Kısa görev 1: Kaynakta Hz. Meymûne binti Hâris'in bildirdiğine göre Peygamberimiz Aleyhisselamın yaptığı eylemlerin tamamını metindeki sırayla listeleyin.

Kaynak:
๑۩۞۩๑ Kitap Dünyası - İlim Dünyası Kütüphanesi ๑۩۞۩๑ => İslam Tarihi => Konuyu başlatan: Sümeyye üzerinde 09 Mart 2010, 15:52:30



Konu Başlığı: Huzâaların yardım dilekleri
Gönderen: Sümeyye üzerinde 09 Mart 2010, 15:52:30
Huzâaların Yardım Dileklerini Peygamberimiz Aleyhisselamın Medine´den Cevaplayışı


Peygamberimiz Aleyhisselamın zevcesi Hz. Meymûne binti Hâris´in bildirdiğine göre; Peygamberimiz Aleyhisselam, onun evinde gecelediği ve namaz için kalkıp abdest aldığı sırada, üç kere:

"Lebbeyk! Lebbeyk! Lebbeyk! (Davetine icabet ediyorum! Davetine icabet ediyorum! Davetine ica bet ediyorum!)"

Kısa görev 2: Kayıtlarda "target: <item>backpack zipper</item>" ifadesini içeren satırdan "M 120 58 L 123" ifadesini içeren satıra kadar, iki uç satır da dahil olmak üzere, tüm satırları aynen yeniden üretin.

Ham kayıtlar:
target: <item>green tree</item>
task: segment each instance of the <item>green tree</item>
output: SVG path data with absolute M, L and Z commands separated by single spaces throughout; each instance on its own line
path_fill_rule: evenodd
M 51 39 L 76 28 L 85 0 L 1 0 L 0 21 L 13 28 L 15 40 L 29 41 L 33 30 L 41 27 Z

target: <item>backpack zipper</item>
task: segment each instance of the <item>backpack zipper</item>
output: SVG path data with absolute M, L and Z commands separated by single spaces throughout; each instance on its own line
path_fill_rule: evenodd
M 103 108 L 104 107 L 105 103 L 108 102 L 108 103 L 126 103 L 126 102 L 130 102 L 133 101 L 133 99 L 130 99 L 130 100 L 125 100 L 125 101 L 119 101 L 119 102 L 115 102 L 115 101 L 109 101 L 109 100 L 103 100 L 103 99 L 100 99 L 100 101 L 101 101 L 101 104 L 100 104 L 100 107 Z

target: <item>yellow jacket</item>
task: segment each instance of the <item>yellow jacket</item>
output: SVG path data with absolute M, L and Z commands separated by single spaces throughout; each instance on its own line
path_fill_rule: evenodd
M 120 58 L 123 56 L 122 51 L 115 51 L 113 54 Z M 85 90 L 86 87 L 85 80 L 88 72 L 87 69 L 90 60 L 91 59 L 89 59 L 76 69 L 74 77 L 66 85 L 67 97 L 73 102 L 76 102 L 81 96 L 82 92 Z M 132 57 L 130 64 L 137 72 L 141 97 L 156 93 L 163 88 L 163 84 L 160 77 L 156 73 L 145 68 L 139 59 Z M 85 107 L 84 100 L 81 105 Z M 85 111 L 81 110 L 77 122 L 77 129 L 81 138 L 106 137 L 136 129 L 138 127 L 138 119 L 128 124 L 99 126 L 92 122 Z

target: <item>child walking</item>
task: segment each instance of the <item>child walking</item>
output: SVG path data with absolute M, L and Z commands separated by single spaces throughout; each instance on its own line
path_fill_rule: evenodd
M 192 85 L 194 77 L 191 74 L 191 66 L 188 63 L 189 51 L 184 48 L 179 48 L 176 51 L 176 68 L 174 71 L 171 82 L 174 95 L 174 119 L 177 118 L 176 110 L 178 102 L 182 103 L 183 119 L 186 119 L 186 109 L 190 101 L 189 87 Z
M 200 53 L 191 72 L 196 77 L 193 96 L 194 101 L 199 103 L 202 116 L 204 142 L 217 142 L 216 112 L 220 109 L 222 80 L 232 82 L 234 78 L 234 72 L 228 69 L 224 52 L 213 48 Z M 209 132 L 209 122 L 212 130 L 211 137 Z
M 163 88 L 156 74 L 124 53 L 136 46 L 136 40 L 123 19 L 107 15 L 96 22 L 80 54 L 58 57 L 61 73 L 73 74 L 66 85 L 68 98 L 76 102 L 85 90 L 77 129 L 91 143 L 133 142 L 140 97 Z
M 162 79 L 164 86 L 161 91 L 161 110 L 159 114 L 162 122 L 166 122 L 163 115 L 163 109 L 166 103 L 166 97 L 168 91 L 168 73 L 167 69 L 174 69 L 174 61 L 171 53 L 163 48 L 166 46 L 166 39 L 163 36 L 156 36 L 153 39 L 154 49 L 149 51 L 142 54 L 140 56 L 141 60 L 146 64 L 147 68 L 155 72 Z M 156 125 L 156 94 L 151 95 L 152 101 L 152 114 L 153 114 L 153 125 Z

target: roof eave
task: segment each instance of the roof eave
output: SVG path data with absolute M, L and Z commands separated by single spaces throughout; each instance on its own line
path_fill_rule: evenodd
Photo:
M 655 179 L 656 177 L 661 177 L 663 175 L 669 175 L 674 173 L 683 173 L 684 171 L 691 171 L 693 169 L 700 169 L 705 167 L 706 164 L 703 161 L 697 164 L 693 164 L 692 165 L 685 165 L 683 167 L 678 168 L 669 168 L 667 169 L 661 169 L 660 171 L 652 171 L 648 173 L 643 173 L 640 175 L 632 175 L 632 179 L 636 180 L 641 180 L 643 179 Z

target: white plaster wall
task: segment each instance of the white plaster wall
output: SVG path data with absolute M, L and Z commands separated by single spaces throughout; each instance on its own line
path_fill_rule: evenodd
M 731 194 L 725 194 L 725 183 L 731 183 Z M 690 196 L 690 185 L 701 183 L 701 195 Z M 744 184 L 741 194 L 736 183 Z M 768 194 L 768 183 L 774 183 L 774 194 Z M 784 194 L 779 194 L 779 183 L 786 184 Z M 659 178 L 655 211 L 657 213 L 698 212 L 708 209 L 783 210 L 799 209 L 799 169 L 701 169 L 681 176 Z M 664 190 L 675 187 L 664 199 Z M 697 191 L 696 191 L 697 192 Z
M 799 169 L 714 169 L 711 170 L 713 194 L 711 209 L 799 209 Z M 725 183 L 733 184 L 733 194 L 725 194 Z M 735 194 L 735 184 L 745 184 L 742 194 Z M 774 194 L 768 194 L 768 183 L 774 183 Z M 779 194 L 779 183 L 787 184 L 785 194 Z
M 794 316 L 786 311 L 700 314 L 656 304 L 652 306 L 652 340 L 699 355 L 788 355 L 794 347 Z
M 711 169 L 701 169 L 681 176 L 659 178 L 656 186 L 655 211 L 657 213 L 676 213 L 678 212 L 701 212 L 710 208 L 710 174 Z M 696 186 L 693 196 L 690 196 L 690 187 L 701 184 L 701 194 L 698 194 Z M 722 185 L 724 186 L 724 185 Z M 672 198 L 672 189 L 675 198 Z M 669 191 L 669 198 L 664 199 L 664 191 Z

Tam cevap 1:
1. Hz. Meymûne binti Hâris'in evinde geceledi.
2. Namaz için kalktı.
3. Abdest aldı.
4. Üç kere "Lebbeyk!" dedi.

Tam cevap 2:
target: <item>backpack zipper</item>
task: segment each instance of the <item>backpack zipper</item>
output: SVG path data with absolute M, L and Z commands separated by single spaces throughout; each instance on its own line
path_fill_rule: evenodd
M 103 108 L 104 107 L 105 103 L 108 102 L 108 103 L 126 103 L 126 102 L 130 102 L 133 101 L 133 99 L 130 99 L 130 100 L 125 100 L 125 101 L 119 101 L 119 102 L 115 102 L 115 101 L 109 101 L 109 100 L 103 100 L 103 99 L 100 99 L 100 101 L 101 101 L 101 104 L 100 104 L 100 107 Z

target: <item>yellow jacket</item>
task: segment each instance of the <item>yellow jacket</item>
output: SVG path data with absolute M, L and Z commands separated by single spaces throughout; each instance on its own line
path_fill_rule: evenodd
M 120 58 L 123 56 L 122 51 L 115 51 L 113 54 Z M 85 90 L 86 87 L 85 80 L 88 72 L 87 69 L 90 60 L 91 59 L 89 59 L 76 69 L 74 77 L 66 85 L 67 97 L 73 102 L 76 102 L 81 96 L 82 92 Z M 132 57 L 130 64 L 137 72 L 141 97 L 156 93 L 163 88 L 163 84 L 160 77 L 156 73 L 145 68 L 139 59 Z M 85 107 L 84 100 L 81 105 Z M 85 111 L 81 110 L 77 122 L 77 129 L 81 138 L 106 137 L 136 129 L 138 127 L 138 119 L 128 124 L 99 126 L 92 122 Z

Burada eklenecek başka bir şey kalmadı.